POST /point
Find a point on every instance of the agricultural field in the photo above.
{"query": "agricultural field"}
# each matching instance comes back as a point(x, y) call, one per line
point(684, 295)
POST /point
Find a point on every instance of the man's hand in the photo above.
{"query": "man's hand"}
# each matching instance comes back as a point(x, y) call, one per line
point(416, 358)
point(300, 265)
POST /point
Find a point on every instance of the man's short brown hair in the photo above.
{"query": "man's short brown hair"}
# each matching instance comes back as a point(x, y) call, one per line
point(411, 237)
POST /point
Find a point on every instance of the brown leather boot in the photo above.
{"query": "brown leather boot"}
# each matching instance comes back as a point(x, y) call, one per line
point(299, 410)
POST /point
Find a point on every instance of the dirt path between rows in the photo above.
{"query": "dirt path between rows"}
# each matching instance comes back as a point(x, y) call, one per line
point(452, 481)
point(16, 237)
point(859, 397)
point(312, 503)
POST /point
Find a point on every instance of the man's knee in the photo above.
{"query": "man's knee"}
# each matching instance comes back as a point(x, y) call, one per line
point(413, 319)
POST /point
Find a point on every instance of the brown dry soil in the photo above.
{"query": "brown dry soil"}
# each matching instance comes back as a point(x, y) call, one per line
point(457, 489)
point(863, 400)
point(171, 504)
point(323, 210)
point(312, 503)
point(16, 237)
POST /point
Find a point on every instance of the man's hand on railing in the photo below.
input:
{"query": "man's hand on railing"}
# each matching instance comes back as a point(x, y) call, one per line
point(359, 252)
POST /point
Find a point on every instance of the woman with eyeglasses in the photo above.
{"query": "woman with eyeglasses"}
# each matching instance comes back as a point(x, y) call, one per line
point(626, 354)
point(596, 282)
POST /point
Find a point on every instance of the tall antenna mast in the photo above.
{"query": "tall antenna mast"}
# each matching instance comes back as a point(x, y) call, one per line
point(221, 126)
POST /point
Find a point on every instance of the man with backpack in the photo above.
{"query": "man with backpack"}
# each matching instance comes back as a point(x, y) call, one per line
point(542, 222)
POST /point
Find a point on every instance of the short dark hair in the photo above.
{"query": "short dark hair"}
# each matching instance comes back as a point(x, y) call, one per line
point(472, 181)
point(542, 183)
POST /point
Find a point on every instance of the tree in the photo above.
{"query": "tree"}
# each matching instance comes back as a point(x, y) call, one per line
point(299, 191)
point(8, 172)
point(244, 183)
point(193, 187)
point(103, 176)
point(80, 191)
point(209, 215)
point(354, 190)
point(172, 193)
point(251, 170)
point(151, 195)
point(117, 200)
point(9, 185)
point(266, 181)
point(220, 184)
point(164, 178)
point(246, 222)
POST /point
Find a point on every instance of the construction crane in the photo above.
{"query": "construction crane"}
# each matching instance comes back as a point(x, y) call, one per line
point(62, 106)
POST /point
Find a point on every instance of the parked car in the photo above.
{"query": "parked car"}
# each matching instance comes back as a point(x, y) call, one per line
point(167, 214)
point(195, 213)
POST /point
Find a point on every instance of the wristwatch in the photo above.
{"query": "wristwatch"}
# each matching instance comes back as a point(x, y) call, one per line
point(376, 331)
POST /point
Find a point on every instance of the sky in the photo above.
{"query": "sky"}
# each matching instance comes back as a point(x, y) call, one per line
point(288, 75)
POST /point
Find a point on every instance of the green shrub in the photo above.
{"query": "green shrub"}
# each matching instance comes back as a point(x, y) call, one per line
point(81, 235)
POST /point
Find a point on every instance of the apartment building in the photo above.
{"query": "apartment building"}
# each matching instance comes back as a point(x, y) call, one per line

::::

**Aim of the exercise:**
Copy every line of the records above that contains the word "mast". Case counts.

**Task answer:**
Find a point on every instance of the tall antenna mast in the photo above.
{"query": "tall antenna mast"}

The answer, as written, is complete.